## START
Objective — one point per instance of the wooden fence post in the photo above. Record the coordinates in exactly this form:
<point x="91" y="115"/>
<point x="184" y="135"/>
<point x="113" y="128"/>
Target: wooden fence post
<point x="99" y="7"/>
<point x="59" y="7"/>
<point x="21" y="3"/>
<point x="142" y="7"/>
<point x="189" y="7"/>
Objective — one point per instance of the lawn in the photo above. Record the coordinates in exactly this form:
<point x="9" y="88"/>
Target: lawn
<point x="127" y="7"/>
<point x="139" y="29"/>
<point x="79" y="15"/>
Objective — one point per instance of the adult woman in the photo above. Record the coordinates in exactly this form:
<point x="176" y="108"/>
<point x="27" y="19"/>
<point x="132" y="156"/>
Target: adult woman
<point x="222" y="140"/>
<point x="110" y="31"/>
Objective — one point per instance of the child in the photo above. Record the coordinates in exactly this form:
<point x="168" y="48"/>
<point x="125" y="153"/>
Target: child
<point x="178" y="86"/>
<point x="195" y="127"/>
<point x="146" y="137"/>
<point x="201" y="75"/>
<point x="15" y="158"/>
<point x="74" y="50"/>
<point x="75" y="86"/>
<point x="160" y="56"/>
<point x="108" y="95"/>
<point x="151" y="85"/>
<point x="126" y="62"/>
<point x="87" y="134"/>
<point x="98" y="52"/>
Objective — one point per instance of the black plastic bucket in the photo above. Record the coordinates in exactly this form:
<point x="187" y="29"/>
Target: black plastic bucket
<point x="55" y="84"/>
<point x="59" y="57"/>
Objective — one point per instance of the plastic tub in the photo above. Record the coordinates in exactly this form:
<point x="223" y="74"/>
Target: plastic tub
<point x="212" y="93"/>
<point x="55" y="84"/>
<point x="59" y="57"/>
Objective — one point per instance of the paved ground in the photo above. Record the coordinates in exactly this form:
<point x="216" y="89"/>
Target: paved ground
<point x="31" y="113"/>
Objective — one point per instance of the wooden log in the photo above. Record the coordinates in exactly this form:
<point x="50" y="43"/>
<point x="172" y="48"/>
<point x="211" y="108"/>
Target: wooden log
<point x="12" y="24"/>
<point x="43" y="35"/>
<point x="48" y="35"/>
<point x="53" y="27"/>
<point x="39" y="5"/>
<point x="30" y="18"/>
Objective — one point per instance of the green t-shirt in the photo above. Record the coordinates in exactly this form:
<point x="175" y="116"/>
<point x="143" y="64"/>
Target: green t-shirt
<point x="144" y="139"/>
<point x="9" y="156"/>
## END
Given problem:
Reproduce all of the material above word for word, keeping every line in its original order.

Expected answer:
Objective — one point per instance of the wooden fence post in the photo above. Record the coordinates in exactly this form:
<point x="91" y="115"/>
<point x="184" y="135"/>
<point x="113" y="128"/>
Target: wooden fence post
<point x="99" y="7"/>
<point x="59" y="7"/>
<point x="21" y="3"/>
<point x="142" y="7"/>
<point x="189" y="7"/>
Objective — one point per instance of the lawn in the photo above. Record the coordinates in exactly this form:
<point x="9" y="88"/>
Target: lawn
<point x="127" y="7"/>
<point x="139" y="29"/>
<point x="79" y="15"/>
Objective — one point per instance of the adult woman in the photo above. Record the coordinates in exactly this form:
<point x="176" y="108"/>
<point x="27" y="19"/>
<point x="132" y="156"/>
Target: adult woman
<point x="222" y="140"/>
<point x="110" y="31"/>
Objective — one point per instance of the child in the photo above. Record the coordinates in exactly this form:
<point x="168" y="48"/>
<point x="125" y="153"/>
Target: child
<point x="178" y="86"/>
<point x="195" y="127"/>
<point x="146" y="137"/>
<point x="201" y="75"/>
<point x="15" y="158"/>
<point x="74" y="50"/>
<point x="75" y="86"/>
<point x="160" y="56"/>
<point x="108" y="95"/>
<point x="151" y="85"/>
<point x="126" y="62"/>
<point x="87" y="134"/>
<point x="98" y="52"/>
Objective — one point per instance of the black plastic bucket in the photo above. Record the coordinates in exactly this form:
<point x="187" y="29"/>
Target: black plastic bucket
<point x="55" y="84"/>
<point x="59" y="57"/>
Objective — one point per instance of the plastic tub in the photo above. Record the coordinates in exactly this form:
<point x="223" y="74"/>
Target: plastic tub
<point x="212" y="93"/>
<point x="55" y="84"/>
<point x="59" y="57"/>
Objective — one point per instance of the paved ground in the photo above. Record the coordinates in exactly this form:
<point x="216" y="89"/>
Target: paved ground
<point x="31" y="113"/>
Objective — one point per instance of the wooden log in the photo above. Record the coordinates in exactly this form:
<point x="50" y="43"/>
<point x="172" y="48"/>
<point x="211" y="108"/>
Target: wooden log
<point x="12" y="24"/>
<point x="43" y="35"/>
<point x="48" y="35"/>
<point x="53" y="27"/>
<point x="39" y="5"/>
<point x="30" y="18"/>
Objective — one point per instance of the green t-shirt in the photo above. Record the coordinates in exactly this form:
<point x="175" y="116"/>
<point x="143" y="64"/>
Target: green t-shirt
<point x="144" y="139"/>
<point x="9" y="156"/>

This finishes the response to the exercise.